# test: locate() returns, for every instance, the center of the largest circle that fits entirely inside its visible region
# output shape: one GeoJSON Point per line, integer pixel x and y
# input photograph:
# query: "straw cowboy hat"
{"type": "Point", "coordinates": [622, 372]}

Task instructions:
Report each line of the records that contains the string "Point". Matching is case-sensitive.

Correct answer:
# output shape: one GeoJSON Point per line, integer pixel x and y
{"type": "Point", "coordinates": [622, 372]}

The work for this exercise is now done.